#### Task brief
Output all records verbatim.

#### Data to use

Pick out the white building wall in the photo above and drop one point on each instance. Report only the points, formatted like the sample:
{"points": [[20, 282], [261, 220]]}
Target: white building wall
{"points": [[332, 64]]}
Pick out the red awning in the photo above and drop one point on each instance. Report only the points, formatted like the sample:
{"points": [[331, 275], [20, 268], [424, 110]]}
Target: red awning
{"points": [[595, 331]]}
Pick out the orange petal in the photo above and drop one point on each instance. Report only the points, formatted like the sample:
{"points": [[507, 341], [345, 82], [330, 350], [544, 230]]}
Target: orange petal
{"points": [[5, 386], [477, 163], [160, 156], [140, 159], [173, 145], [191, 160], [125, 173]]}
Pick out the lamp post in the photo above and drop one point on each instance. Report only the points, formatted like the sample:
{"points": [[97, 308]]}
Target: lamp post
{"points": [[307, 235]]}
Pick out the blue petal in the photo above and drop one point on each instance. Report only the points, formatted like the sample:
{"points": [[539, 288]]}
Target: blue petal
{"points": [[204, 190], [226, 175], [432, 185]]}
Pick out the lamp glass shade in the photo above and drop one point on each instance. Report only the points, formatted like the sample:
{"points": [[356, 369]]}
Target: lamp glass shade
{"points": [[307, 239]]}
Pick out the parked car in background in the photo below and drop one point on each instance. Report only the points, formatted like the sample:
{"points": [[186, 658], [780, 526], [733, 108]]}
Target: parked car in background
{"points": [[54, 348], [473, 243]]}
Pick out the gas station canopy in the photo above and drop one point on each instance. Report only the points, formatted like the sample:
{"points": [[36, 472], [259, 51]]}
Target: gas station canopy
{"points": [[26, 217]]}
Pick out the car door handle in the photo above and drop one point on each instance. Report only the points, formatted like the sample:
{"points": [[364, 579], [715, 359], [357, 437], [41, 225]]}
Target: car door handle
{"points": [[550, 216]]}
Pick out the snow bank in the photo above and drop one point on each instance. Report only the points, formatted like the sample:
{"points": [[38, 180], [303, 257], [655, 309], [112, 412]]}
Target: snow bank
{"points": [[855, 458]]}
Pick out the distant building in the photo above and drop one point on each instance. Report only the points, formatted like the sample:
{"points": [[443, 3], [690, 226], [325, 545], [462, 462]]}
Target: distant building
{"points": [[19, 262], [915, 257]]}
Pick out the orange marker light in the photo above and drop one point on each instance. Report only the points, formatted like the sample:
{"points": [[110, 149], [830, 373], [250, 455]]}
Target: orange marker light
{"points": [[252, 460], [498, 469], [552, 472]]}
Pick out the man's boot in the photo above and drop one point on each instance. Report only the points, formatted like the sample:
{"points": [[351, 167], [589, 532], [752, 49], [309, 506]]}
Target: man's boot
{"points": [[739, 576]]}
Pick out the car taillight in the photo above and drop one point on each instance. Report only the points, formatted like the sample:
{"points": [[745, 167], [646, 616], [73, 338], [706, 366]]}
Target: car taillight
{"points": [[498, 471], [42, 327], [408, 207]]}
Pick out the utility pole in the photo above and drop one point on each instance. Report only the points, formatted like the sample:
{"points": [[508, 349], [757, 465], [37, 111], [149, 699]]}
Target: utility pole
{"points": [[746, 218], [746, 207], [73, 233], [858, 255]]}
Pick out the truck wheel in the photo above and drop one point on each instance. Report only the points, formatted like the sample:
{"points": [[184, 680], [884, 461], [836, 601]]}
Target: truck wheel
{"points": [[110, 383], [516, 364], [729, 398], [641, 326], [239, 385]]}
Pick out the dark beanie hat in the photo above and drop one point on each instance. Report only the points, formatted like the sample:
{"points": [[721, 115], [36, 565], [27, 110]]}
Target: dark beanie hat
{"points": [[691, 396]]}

#### Task output
Pick out the white building wall in the photo above and drop one point on each instance. Report only the points, formatted like the sample:
{"points": [[20, 282], [261, 220]]}
Target: white building wall
{"points": [[332, 64]]}
Pick out the red awning in the photo above and drop one point on each instance. Report only the points, formatted like the sample:
{"points": [[331, 275], [20, 268], [424, 110]]}
Target: red awning
{"points": [[595, 331]]}
Pick out the orange petal in the photo above and drop one point on each instance. Report only the points, formatted like the sample:
{"points": [[507, 341], [345, 82], [330, 350], [544, 230]]}
Target: orange petal
{"points": [[5, 386], [477, 163], [160, 156], [140, 159], [173, 145], [191, 160], [125, 173]]}
Pick out the lamp post in the photo above and drop one point on each instance. Report only the points, formatted like the sample:
{"points": [[97, 308]]}
Target: lamp post
{"points": [[307, 235]]}
Pick out the blue petal in the photo above and drop one point on each instance. Report only the points, formatted like the sample:
{"points": [[539, 288]]}
Target: blue petal
{"points": [[204, 190], [226, 175], [432, 185]]}
Pick out the lamp glass shade in the photo above and drop one point on each instance. Report only the points, formatted like the sample:
{"points": [[356, 369]]}
Target: lamp glass shade
{"points": [[307, 239]]}
Pick out the parked car in background in the photo below and drop one point on each instance. Report only the points, formatted like the sample:
{"points": [[186, 658], [780, 526], [733, 108]]}
Target: parked car in background
{"points": [[54, 348], [473, 243]]}
Pick out the gas station canopy in the photo above and drop one point on each instance. Report only the points, formatted like the sample:
{"points": [[36, 472], [259, 51]]}
Target: gas station canopy
{"points": [[26, 217]]}
Pick out the car door handle in the photo above and drop one point on each instance. Report only the points, formatted like the sample:
{"points": [[364, 579], [715, 359], [357, 437], [41, 225]]}
Target: car door handle
{"points": [[550, 216]]}
Pick out the snow bank in the photo above and drop one point on each instance. Report only the points, formatted like the sample:
{"points": [[38, 180], [303, 257], [655, 309], [112, 412]]}
Target: snow bank
{"points": [[855, 458]]}
Pick out the distant building in the photo above and drop one point on each instance. Report only the points, formatted like the sample:
{"points": [[443, 3], [690, 226], [325, 545], [462, 462]]}
Target: distant building
{"points": [[19, 262], [915, 257]]}
Pick out the orange marker light in the photo above and drop one point on each instance. Report only the points, formatted like the sample:
{"points": [[110, 149], [830, 373], [250, 455]]}
Target: orange marker light
{"points": [[252, 460], [498, 469], [552, 472]]}
Pick out the man's boot in the photo above and drop one point on each instance. Report only the points, formatted like the sample:
{"points": [[351, 167], [589, 532], [752, 49], [309, 506]]}
Target: man's boot
{"points": [[739, 576]]}
Pick out the car taillight in the photo above and drop one point on each instance. Report only the points, formatted like the sample:
{"points": [[745, 167], [646, 616], [73, 338], [706, 366]]}
Target: car taillight
{"points": [[498, 471], [42, 327], [408, 207]]}
Pick out the utility pole in the photo above and drop one point on each instance. Report only the points, formatted like the sample:
{"points": [[508, 349], [757, 465], [37, 111], [149, 699]]}
Target: utility pole
{"points": [[746, 218], [746, 207], [73, 233], [858, 255]]}
Pick out the truck wheel in the photo above and drop one point on each instance. Report only the points, formatted like the sample:
{"points": [[184, 680], [884, 461], [836, 601]]}
Target: truck wheel
{"points": [[110, 383], [516, 364], [729, 398], [641, 326], [239, 385]]}
Pick out the dark beanie hat in the photo above and drop one point on each instance. Report only the points, formatted like the sample:
{"points": [[721, 115], [36, 565], [27, 110]]}
Target: dark beanie hat
{"points": [[691, 396]]}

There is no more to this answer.